**Try it**
In the dyslexia news roundup below, how long did John Spence take to complete his degree?

**Text for analysis**
- - -
In the headlines
6 July 2018
John Spence writes about overcoming dyslexia, attention deficit hyperactivity disorder and Irlen Syndrome. He had a difficult time at school in the 1970s and 1980s due to the conditions being undiagnosed. He thought it was normal to see ‘words swirling in 3D’ on the page but it meant he struggled to learn to read. In order to hide his difficulties, he developed a persona as the class clown and learnt things by heart. He was good at practical biology and left school with an ‘O’ Level in Home Economics. He joined the military and enjoyed it because it was practical and physical. It was during his time in the army that the fact he could not read was uncovered. It led to him returning to education at the age of 34. He took a degree in biological medicine and health sciences at the Open University. An educational psychologist diagnosed him with Irlen Syndrome and he was able to use his Disabled Students’ Allowance to pay for a tutor. He used a laptop with read and write and speak and spell programs and had any reading material printed on green paper. It took him 9 years to complete his degree. He is now an Ambassador for the OU alongside his work in the military.
16 July 2018
The advertising agency Leo Burnett London has won the digital creative competition run by Ocean and Campaign for its ‘A moment of dyslexia’ ad for the British Dyslexia Association. The ad uses facial-detection technology on Ocean’s digital out of home screens which can tell how long someone looks at the screen and the longer they do the more jumbled the words and letters become as a simulation of what happens to dyslexics looking at a page of text.
There is a short youtube film about the ad here –
22 July 2018
Brendan Morrissey, a Tech investor is launching a ‘bespoke social network’ for children and teenagers with dyslexia and ADHD called iDyslexic. He is partnered with the Irish Dyslexia Association and plans to tie-in with dyslexia associations around the world.
- - -
**Listed entries**
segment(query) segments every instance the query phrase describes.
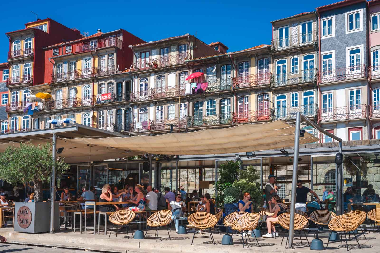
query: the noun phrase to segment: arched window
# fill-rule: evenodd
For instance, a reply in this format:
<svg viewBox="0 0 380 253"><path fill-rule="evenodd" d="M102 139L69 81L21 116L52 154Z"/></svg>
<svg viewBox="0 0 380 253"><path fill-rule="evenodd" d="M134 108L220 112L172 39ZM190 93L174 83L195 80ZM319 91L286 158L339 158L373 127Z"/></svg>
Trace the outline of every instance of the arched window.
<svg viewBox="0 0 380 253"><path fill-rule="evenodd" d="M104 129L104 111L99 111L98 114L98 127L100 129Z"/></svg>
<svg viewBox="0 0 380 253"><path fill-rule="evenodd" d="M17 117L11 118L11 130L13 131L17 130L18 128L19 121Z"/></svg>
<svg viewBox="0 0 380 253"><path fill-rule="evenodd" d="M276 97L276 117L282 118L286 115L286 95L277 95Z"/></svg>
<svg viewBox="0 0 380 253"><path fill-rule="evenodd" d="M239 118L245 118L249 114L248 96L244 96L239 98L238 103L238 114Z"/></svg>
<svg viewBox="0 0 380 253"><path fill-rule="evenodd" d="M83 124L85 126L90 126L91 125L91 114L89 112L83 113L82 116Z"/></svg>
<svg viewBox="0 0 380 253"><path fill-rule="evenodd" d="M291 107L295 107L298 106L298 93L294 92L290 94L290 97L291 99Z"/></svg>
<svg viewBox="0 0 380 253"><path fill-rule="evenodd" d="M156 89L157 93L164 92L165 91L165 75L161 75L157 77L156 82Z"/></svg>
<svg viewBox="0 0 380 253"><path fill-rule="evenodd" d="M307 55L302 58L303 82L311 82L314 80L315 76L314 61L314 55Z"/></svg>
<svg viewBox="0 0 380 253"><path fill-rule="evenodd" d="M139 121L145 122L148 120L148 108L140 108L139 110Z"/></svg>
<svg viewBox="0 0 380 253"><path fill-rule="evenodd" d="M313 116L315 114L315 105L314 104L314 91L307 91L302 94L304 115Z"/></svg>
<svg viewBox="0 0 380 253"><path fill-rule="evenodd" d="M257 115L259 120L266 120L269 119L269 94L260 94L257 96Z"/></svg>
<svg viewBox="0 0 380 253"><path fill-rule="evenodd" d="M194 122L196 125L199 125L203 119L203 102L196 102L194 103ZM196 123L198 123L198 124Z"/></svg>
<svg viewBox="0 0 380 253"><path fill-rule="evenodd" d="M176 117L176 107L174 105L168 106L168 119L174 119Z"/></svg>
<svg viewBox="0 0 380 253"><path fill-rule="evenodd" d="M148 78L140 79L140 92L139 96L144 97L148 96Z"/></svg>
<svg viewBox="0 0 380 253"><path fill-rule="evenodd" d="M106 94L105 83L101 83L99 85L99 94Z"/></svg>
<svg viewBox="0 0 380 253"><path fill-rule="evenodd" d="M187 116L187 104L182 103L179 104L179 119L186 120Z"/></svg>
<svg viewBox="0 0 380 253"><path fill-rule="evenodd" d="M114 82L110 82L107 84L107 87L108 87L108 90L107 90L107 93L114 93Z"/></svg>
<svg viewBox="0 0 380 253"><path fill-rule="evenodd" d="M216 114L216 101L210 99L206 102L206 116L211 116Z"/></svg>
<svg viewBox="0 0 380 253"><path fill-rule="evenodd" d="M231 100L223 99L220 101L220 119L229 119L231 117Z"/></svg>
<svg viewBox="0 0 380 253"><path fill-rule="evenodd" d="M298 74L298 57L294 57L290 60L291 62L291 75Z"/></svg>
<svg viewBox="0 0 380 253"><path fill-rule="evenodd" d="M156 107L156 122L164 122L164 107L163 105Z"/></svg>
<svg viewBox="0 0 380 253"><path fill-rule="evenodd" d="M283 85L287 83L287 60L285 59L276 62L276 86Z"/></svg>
- - -
**Answer to the exercise**
9 years.